# WORK ITEM A
Reproduce the passage from the essay on clinical productivity and institutional finances starting at "Then perhaps we" and ending at "to alter that.".
# WORK ITEM B
In the essay on clinical productivity and institutional finances, who rarely lets a month pass without sending an email about the hospital being full?
# WORK ITEM C
Go on with the essay on clinical productivity and institutional finances, picking up after its final sentence.

# SUPPLIED TEXT
========

Let’s Be Prepared                                                             March 11, 2013

By Leonard Zwelling

            The email was beamed out over the institutional system. The Faculty Senate was sponsoring yet another Faculty Forum, this one on Clinical Productivity and Institutional Finances. My guess is that what this is really about is trying to get an explanation from the leadership team members who have agreed to attend, why there has been such an energetic push to increase the number of patient encounters. The assumption is the push to greater Clinical Productivity is based upon a concern for Institutional Finances. This seems to be coming rather late in the game as we are more than halfway through the fiscal year and we have heard nothing but doom and gloom about the monthly budget shortfalls. I have had repeated conversations with my clinical colleagues about the leadership of the Divisions and Departments pushing for greater and greater clinical loads. Detailed metrics have been devised to track individual and collective clinical productivity with the not so subtle implications that a future at MD Anderson is linked to increasing one’s productivity as measured by these tracking tools. The missing ingredient is the why?

            So what might that why be?

            The most obvious why is that we are seeing fewer patients than in previous years and are making less revenue as a result. However I heard a presentation from Dr. Burke only a month ago in which he demonstrated that we were seeing about as many more patients this year when compared to last as we had seen last year when compared to the year before. So decreased volume does not seem to be the problem especially since rarely does a month go by when Dr. Rodriguez does not send out an email about the hospital being full.

            Then perhaps we are making less per unit of work.  That is possible if the insurers have ratcheted down what they pay us and/or our payer mix has shifted to less profitable patients (e.g., Medicare and Medicaid) from more profitable ones (privately insured and foreign cash payers). Since we have learned from the Time Magazine article by Steven Brill that the amount of money we take in from these two groups for the same services can be an order of magnitude different, that’s a possible source of financial difficulties. However, I am unaware of any faculty member that is in a position to decide who gets through the front door and who does not with the exceptions of those physicians expressly charged with this duty who work for Dr. Burke. If our payer mix has shifted, there is not much the faculty can do to alter that.

            Perhaps we are making less from our non-operating income like investments or philanthropy. But the Dow is at record levels and if we are not the recipient of generosity to the extent we used to be, whose fault is that? Surely not the faculty’s.

========

Data items:

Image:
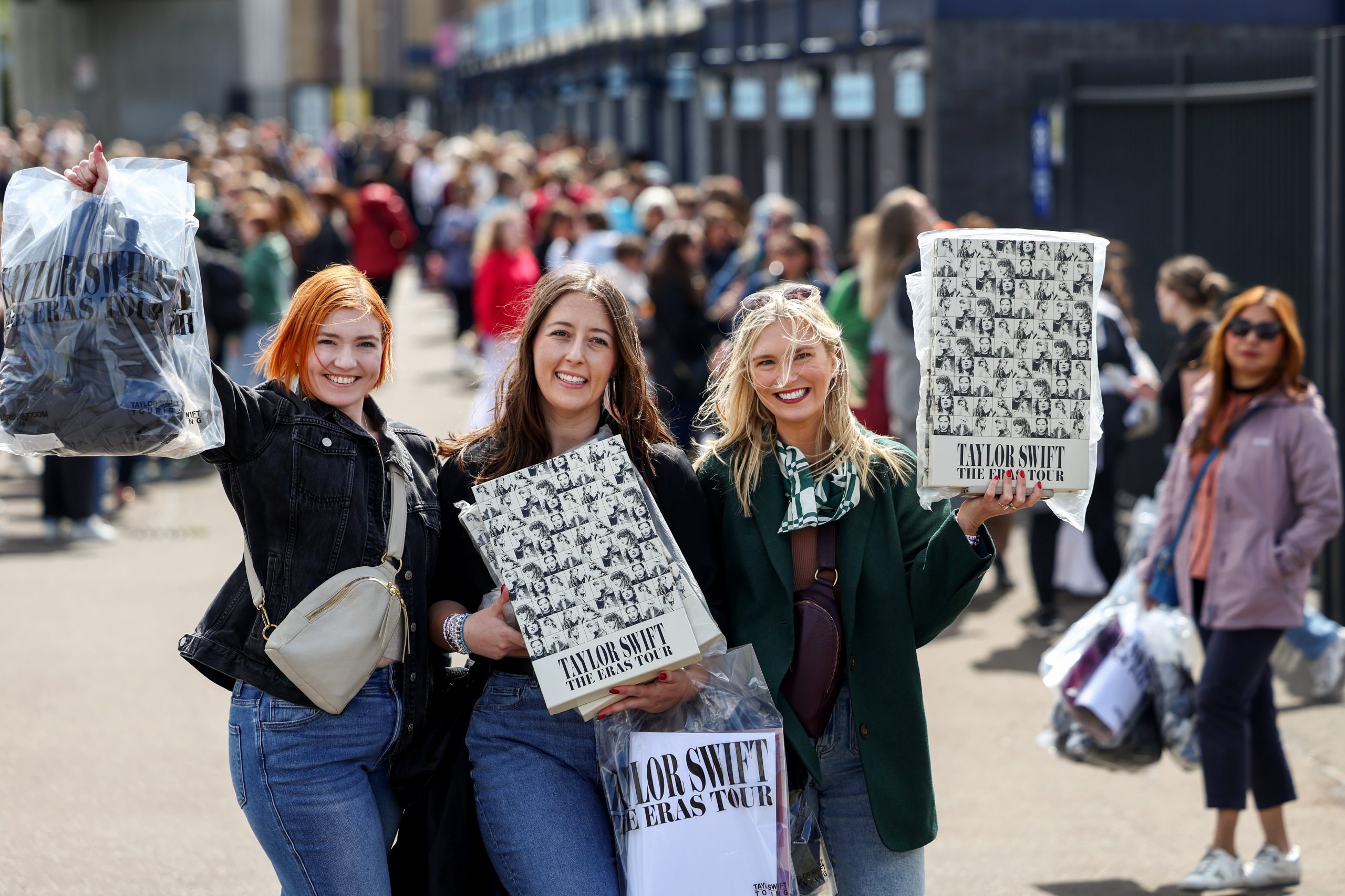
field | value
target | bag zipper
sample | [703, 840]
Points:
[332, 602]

========

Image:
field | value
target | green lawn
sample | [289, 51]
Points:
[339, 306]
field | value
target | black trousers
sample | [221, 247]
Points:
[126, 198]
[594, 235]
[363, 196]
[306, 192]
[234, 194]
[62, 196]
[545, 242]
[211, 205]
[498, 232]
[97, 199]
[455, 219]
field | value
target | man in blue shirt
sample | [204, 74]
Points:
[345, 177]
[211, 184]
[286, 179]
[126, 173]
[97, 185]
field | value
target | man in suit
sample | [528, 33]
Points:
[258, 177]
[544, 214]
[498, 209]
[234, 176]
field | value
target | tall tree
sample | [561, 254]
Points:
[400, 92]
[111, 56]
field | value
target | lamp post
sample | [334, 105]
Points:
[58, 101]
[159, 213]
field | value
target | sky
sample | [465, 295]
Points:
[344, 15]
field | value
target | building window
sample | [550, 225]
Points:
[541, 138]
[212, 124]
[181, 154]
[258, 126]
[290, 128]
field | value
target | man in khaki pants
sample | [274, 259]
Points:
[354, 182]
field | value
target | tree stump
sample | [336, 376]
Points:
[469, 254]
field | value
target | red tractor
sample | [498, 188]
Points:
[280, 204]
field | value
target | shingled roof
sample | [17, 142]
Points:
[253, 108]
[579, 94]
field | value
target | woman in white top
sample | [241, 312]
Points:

========

# RESPONSE BOX A
Then perhaps we are making less per unit of work.  That is possible if the insurers have ratcheted down what they pay us and/or our payer mix has shifted to less profitable patients (e.g., Medicare and Medicaid) from more profitable ones (privately insured and foreign cash payers). Since we have learned from the Time Magazine article by Steven Brill that the amount of money we take in from these two groups for the same services can be an order of magnitude different, that’s a possible source of financial difficulties. However, I am unaware of any faculty member that is in a position to decide who gets through the front door and who does not with the exceptions of those physicians expressly charged with this duty who work for Dr. Burke. If our payer mix has shifted, there is not much the faculty can do to alter that.

# RESPONSE BOX B
Dr. Rodriguez.

# RESPONSE BOX C
            But the real problem with our finances that has probably caused the push to increase clinical productivity is a simpler one. We spend too much.

           

            If it is our spending that has created this perceived dilemma, it would be best if we all knew that before we engaged in any discussion about increasing clinical efficiency for its own sake. It would be my suggestion that the leadership provide the faculty with a full accounting of every single dollar that has come in and gone out for the past 18 months so that we might ascertain which of the scenarios I describe above has caused this problem. We need to see every single dollar of income and every single dollar of expense no matter if it is being spent on the North or South campus, at IACS, on the Moon Shots, on Global Programs, Regional Centers, Banner, Orlando, Espana or on recruitment. Only if we all are working from the same objective set of figures can we understand whether we are really doing worse than last year or just worse than the leadership had hoped for when it built the budget. Furthermore, we need to know now whether we are still in the black or have we spent so much that we really cannot catch up by running faster this year. I am worried less about the budget and more about the actual tally in the bank at the end of the year. Plus or minus?

            Without these numbers the forum is likely to digress into a finger-pointing exercise or even worse, the usual bit of performance art where the leadership speaks for 30 minutes and numbs the faculty into submission. If real questions are ever asked they are usually of the soft ball variety only made that much softer by the answers which usually amount to “we’ll get back to you”. That the Senate is taking some questions in advance is a positive sign, but think how much more perceptive those questions would be if the faculty asking them had the same data as the administrators who will be charged with answering them.

            To have this be a meaningful forum, we all need to be as prepared as possible to have thoughtful interactions with one another and not get into arguments about whose facts are the right ones. We all need to be prepared with similar information. With that as a foundation, I believe that a solution can be built, but without the trust that comes from transparency, whatever edifice is constructed will be yet another Tower of Babel on Holcombe.